____ DOCUMENT EXTRACT
There is no fast algorithm for this. It requires you to find all the square factors. This requires at least some factorizing.

But you can speed up your approach by quite a bit. For a start, you only need to find prime factors up to the cube root of n, and then test whether n itself is a perfect square using the advice from Fastest way to determine if an integer's square root is an integer.

Next speed up, work from the bottom factors up. Every time you find a prime factor, divide n by it repeatedly, accumulating out the squares. As you reduce the size of n, reduce your limit that you’ll go to. This lets you take advantage of the fact that most numbers will be divisible by some small numbers, which quickly reduces the size of the number you have left to factor, and lets you cut off your search sooner.

Next performance improvement, start to become smarter about which numbers you do trial divisions by. For instance special case 2, then only test odd numbers. You’ve just doubled the speed of your algorithm again.

But be aware that, even with all of these speedups, you’re just getting more efficient brute force. It is still brute force, and still won’t be fast. (Though it will generally be much, much faster than your current idea.)

Here is some pseudocode to make this clear.

integer_sqrt = 1
remainder = 1

# First we special case 2.
while 0 == number % 4:
    integer_sqrt *= 2
    number /= 4

if 0 == number / 2:
    number /= 2
    remainder *= 2

# Now we run through the odd numbers up to the cube root.
# Note that beyond the cube root there is no way to factor this into
#    prime * prime * product_of_bigger_factors
limit = floor(cube_root(number + 1))
i = 3
while i <= limit:
    if 0 == number % i:
        while 0 == number % (i*i):
            integer_sqrt *= i
            number /= i*i
        if 0 == number % (i*i):
            number /= i
            remainder *= i
        limit = floor(cube_root(number + 1))
    i += 2

# And finally check whether we landed on the square of a prime.

possible_sqrt = floor(sqrt(number + 1))
if number == possible_sqrt * possible_sqrt:
    integer_sqrt *= possible_sqrt
else:
    remainder *= number

# And the answer is now integer_sqrt * sqrt(remainder)

Note that the various +1s are to avoid problems with the imprecision of floating point numbers.

Running through all of the steps of the algorithm for 2700, here is what happens:

number = 2700
integer_sqrt = 1
remainder = 1

enter while loop
    number is divisible by 4
        integer_sqrt *= 2 # now 2
        number /= 4 # now 675

    number is not divisible by 4
        exit while loop

number is not divisible by 2

limit = floor(cube_root(number + 1)) # now 8
i = 3
enter while loop
    i < =limit # 3 < 8
        enter while loop
            number is divisible by i*i # 9 divides 675
                integer_sqrt *= 3 # now 6
                number /= 9 # now 75

            number is not divisible by i*i # 9 does not divide 75
                exit while loop

        i divides number # 3 divides 75
            number /= 3 # now 25
            remainder *= 3 # now 3

        limit = floor(cube_root(number + 1)) # now 2

    i += 2 # now 5

    i is not <= limit # 5 > 2
        exit while loop

possible_sqrt = floor(sqrt(number + 1)) # 5

number == possible_sqrt * possible_sqrt # 25 = 5 * 5
    integer_sqrt *= possible_sqrt # now 30

# and now answer is integer_sqrt * sqrt(remainder) ie 30 * sqrt(3)
________
> [EXERCISE TASK A]: Print the passage of the square-root factoring answer from "Next performance improvement, start" up to and including "your current idea.)".
> [EXERCISE TASK B]: In the square-root factoring answer's walkthrough for 2700, which values does integer_sqrt take? List them in the order they appear.
____ LISTED RECORDS
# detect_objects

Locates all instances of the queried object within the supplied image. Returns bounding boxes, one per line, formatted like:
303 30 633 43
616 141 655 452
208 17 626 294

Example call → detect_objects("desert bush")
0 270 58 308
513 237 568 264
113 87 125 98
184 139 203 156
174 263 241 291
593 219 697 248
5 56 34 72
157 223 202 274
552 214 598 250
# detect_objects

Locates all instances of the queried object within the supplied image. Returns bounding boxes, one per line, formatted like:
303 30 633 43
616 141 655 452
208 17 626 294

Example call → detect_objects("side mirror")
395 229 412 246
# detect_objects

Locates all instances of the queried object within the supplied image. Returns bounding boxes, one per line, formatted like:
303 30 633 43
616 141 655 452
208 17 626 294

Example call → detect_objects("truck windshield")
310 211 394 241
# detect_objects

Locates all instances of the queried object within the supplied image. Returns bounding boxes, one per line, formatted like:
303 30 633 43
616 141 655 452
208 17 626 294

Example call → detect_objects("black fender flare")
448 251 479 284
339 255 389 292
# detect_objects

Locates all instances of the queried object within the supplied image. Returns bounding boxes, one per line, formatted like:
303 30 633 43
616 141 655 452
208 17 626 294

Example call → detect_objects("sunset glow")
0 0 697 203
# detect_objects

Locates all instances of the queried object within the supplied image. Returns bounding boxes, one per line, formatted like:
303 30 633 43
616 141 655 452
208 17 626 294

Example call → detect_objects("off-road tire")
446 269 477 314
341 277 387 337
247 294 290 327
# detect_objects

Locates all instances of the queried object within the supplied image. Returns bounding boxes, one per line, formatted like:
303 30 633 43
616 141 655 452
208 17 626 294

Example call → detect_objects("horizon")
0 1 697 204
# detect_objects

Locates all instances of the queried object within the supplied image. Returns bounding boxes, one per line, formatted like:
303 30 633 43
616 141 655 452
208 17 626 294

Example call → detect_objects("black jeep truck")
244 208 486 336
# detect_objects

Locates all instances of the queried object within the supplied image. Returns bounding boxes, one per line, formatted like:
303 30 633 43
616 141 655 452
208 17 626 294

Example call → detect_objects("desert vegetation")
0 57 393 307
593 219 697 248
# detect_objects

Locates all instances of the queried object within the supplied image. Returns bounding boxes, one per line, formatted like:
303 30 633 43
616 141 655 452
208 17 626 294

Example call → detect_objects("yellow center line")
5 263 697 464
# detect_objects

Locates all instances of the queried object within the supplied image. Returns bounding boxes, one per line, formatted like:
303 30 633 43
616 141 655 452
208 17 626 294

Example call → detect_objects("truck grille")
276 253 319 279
________
> [TASK SOLUTION A]:
Next performance improvement, start to become smarter about which numbers you do trial divisions by. For instance special case 2, then only test odd numbers. You’ve just doubled the speed of your algorithm again.

But be aware that, even with all of these speedups, you’re just getting more efficient brute force. It is still brute force, and still won’t be fast. (Though it will generally be much, much faster than your current idea.)

> [TASK SOLUTION B]: 1, 2, 6, 30